DO THIS →
Reproduce all of the lines below verbatim, omitting the pictures.
-- start of PROVIDED INFORMATION --
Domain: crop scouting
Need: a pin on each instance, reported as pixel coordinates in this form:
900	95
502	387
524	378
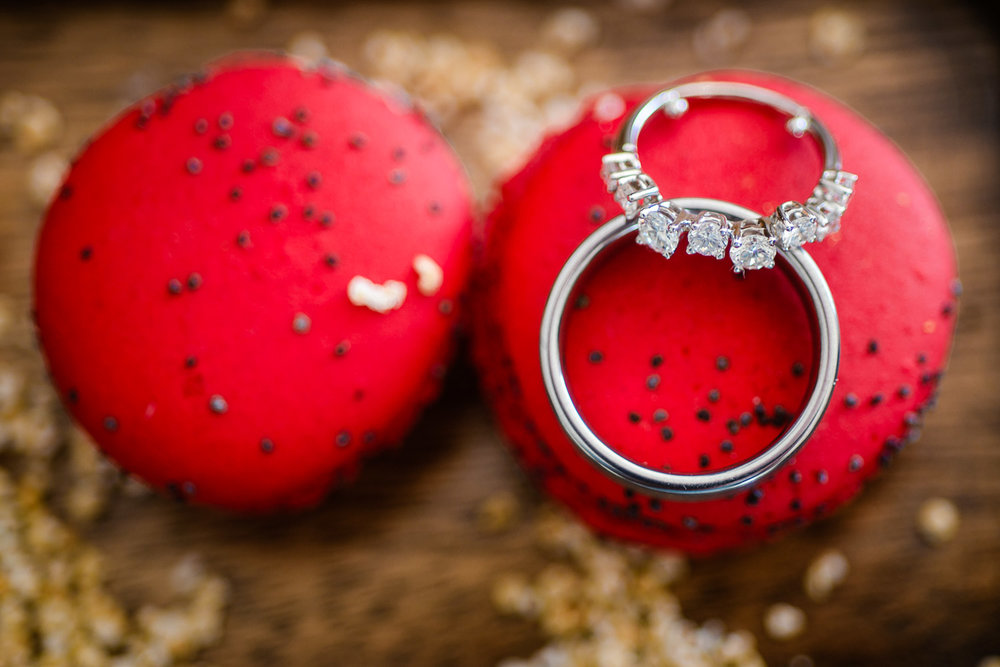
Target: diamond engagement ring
753	242
826	335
-- end of PROVIDED INFORMATION --
SOLUTION FOR THIS PROBLEM →
Domain: crop scouting
Need: a pin on each instance, reported as pixel coordinates in this form:
900	95
502	387
524	378
Target: diamond engagement ring
753	242
826	335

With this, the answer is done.